■ DOCUMENT SECTION
************

Anonymous Anonymous sang...

ok this is totally not femmy related. just that u mentioned the penis getting cut off nd it reminded me of an ad on kontraband.com that i watched for durex thing condoms or something. sorry i cant remember the link. oh the eightball is very nice ah! HAW haW

Anyway u are not alone. i am here with u.

4:15 AM  
Anonymous Anonymous sang...

we are of the same species, yes. You're the third person I've heard talking about hurting the penis.

first one was, "Slit his penis". The second one was similar to yours except she wants it in pieces. Wahaha.

cool. I'll go check up on this lady.

5:22 PM  
Blogger jasonriley sang...

Dun worry dude, im damn lonely, just take heart that you know some ppl, for me i'm all alone when im not in school. depressing isnt it..haha...you'll be fine, how many times have i told you that..haha...so true

4:41 PM  
Blogger Tralagal sang...

************

■ EXCERPTED RECORDS
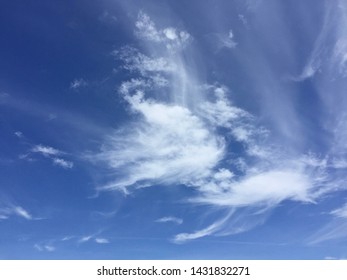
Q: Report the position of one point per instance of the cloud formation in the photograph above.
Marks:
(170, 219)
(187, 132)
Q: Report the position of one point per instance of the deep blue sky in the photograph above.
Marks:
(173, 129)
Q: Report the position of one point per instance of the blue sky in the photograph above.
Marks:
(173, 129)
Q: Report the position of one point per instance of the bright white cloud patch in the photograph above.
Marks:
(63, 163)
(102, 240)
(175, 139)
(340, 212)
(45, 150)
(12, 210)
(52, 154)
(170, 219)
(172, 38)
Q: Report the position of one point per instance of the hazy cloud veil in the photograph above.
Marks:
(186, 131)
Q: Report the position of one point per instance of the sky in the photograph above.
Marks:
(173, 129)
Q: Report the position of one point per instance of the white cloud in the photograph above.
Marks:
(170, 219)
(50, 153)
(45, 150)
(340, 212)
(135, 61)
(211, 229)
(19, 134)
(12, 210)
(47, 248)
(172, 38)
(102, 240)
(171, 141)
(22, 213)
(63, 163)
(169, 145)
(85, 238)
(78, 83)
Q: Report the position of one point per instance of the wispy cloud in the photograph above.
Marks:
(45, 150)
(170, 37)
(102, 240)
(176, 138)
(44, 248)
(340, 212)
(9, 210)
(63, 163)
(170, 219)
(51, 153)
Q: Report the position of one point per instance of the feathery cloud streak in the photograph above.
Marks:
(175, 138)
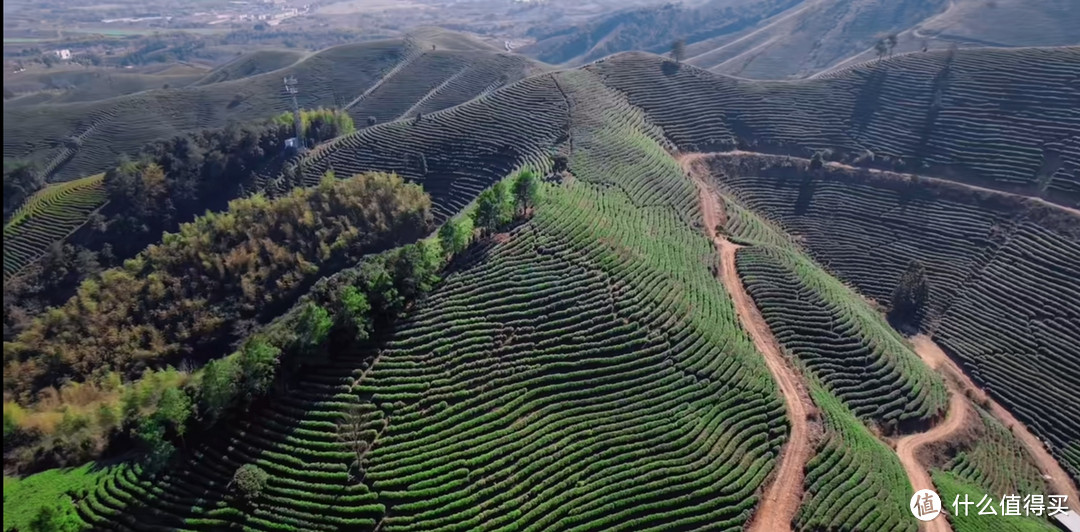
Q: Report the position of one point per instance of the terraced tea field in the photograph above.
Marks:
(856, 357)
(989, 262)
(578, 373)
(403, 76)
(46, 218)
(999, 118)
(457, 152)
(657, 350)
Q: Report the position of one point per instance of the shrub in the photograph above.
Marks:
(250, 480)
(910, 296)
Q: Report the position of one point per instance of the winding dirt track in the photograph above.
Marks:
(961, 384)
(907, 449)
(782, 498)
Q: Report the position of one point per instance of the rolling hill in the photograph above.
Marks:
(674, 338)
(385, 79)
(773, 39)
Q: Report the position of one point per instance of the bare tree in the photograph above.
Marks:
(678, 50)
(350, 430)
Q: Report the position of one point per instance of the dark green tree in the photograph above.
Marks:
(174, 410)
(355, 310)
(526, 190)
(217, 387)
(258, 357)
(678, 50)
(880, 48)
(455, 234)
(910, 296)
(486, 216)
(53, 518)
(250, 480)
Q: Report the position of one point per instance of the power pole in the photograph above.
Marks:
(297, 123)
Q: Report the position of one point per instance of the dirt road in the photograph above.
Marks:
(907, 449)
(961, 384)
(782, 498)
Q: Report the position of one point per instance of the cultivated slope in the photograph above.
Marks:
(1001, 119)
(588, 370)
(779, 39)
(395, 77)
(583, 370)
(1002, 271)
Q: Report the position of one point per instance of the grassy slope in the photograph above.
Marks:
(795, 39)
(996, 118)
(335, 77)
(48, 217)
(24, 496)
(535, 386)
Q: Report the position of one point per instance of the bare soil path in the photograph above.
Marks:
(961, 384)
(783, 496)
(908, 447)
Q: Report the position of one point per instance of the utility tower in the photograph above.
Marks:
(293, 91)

************

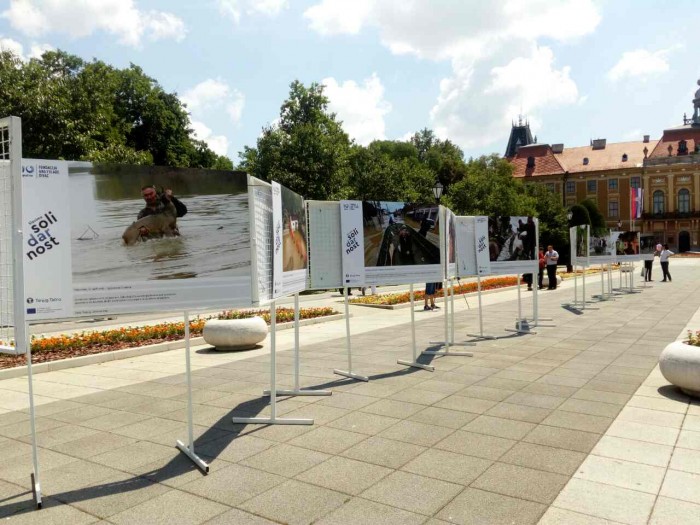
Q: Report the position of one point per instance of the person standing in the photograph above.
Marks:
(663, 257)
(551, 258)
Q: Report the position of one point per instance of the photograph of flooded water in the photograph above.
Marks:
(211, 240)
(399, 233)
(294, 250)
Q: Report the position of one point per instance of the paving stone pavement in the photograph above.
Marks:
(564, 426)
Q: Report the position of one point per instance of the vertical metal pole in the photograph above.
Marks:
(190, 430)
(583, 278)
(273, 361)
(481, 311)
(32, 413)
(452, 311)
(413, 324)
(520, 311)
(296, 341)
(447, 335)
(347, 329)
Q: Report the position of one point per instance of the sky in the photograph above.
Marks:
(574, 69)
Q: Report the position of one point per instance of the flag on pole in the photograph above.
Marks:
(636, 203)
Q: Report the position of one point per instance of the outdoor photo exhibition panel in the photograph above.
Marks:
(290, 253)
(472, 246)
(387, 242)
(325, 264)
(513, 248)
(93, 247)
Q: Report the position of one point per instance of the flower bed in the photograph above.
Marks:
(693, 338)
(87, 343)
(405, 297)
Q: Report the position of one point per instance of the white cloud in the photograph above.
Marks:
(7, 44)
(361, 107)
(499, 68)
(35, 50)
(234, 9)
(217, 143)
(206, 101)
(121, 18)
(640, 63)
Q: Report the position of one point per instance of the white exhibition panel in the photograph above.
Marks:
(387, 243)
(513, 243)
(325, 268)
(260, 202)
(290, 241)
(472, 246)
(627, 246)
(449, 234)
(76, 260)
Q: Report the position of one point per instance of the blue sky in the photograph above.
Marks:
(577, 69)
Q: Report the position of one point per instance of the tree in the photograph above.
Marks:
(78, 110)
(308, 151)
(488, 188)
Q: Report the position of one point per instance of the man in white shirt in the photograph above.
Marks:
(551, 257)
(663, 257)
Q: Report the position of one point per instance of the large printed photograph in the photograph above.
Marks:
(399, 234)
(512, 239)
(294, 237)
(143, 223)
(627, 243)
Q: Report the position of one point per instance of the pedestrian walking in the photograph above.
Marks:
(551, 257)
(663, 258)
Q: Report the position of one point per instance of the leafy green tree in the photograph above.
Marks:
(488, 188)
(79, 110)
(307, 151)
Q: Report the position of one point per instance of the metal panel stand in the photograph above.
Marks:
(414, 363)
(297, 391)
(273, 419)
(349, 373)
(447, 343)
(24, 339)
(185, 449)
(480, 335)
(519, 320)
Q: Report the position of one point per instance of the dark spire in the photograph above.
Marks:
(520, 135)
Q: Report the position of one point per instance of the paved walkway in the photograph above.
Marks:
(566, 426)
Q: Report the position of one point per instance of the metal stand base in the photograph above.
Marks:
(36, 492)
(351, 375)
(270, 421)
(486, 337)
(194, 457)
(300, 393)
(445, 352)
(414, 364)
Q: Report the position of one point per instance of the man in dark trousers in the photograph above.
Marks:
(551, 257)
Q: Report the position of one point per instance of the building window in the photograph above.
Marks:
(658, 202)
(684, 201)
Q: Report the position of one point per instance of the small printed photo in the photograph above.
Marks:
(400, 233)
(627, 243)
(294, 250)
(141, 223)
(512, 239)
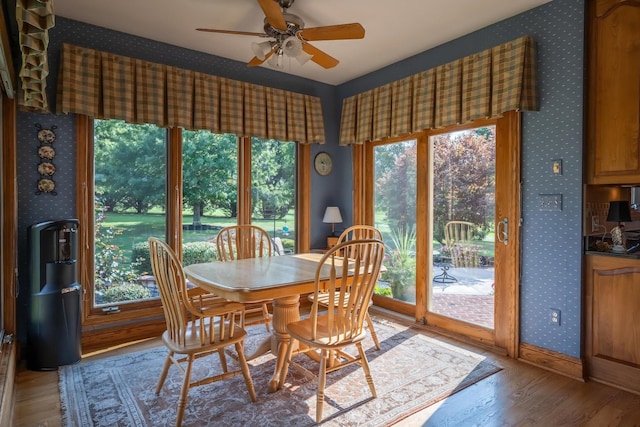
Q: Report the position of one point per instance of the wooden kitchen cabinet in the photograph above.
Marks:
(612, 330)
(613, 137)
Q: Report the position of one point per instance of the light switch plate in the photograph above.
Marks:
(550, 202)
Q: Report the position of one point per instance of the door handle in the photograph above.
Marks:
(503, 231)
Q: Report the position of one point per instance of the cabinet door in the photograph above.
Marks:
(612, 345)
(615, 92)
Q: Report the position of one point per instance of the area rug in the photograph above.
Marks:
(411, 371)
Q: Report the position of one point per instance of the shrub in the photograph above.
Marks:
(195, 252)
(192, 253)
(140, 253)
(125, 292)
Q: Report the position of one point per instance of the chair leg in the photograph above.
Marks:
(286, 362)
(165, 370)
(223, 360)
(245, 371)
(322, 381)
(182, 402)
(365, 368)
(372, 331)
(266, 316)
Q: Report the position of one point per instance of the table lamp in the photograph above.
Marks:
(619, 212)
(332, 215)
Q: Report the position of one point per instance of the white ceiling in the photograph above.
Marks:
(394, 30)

************

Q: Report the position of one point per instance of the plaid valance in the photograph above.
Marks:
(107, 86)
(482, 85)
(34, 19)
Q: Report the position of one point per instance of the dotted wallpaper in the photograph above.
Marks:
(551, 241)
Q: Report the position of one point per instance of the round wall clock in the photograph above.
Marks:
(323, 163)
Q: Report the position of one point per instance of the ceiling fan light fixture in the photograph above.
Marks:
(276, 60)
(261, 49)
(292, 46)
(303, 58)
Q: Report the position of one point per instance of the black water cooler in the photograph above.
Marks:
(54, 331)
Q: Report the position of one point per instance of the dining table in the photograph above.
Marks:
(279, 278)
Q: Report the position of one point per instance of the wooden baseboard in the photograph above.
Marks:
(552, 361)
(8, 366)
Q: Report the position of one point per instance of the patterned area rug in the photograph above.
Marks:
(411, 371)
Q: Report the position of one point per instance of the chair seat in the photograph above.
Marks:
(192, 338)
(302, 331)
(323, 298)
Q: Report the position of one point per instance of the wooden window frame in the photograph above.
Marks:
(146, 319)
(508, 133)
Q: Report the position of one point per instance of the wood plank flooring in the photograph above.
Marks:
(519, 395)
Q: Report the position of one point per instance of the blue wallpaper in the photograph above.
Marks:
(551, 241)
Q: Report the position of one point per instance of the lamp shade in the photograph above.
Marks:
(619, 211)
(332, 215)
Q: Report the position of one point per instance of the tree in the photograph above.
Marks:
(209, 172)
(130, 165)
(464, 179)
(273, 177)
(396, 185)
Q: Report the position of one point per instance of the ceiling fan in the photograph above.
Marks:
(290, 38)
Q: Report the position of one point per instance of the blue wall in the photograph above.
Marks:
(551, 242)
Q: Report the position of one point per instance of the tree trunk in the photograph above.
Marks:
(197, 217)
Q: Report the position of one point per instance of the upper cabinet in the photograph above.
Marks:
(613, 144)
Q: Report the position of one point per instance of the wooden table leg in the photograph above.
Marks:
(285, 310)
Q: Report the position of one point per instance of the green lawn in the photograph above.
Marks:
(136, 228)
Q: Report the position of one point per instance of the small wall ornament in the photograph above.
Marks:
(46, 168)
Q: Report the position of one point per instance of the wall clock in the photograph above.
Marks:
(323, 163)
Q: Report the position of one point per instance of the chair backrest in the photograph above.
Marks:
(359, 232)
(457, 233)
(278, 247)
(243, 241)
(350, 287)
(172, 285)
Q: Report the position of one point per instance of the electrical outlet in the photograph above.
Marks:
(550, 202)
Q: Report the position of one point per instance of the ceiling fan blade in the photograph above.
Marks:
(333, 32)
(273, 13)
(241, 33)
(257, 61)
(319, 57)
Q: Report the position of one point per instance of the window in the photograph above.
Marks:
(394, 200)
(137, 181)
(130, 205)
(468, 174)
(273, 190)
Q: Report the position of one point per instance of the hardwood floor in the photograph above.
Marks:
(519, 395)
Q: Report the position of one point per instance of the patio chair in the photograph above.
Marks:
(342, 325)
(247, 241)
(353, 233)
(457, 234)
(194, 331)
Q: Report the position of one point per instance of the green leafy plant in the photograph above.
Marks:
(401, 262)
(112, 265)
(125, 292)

************

■ EXERCISE 1
List every timestamp that appears in the comment thread above.
■ EXERCISE 2
According to the comment thread, why does the first commenter mention an ad on kontraband.com, and why is no link given?
■ EXERCISE 3
Continue the comment thread from its final line, writing the comment posted by Tralagal.

■ REPLY 1
4:15 AM, 5:22 PM, 4:41 PM

■ REPLY 2
The commenter mentions the ad because the blogger's remark about the penis getting cut off brought to mind a Durex condom ad they had watched on kontraband.com. No link is given because the commenter can't remember it.

■ REPLY 3
Hey Sidney,
I know what you mean about finding yourself all alone at home.. and the only retreat is the TV set and whatever you're watching from it.
DVDs are expensive to rent unless you have a plan here and I don't rent enough to make the thing worth it.
Plus, I don't quite have enough to live on atm (remember our conversation about rent?) until I find a job.
BUT, maybe loneliness lends itself for some other sort of inspiration and creativity, ya know?
Anyway, I miss being given time to be creative. School's still cool tho.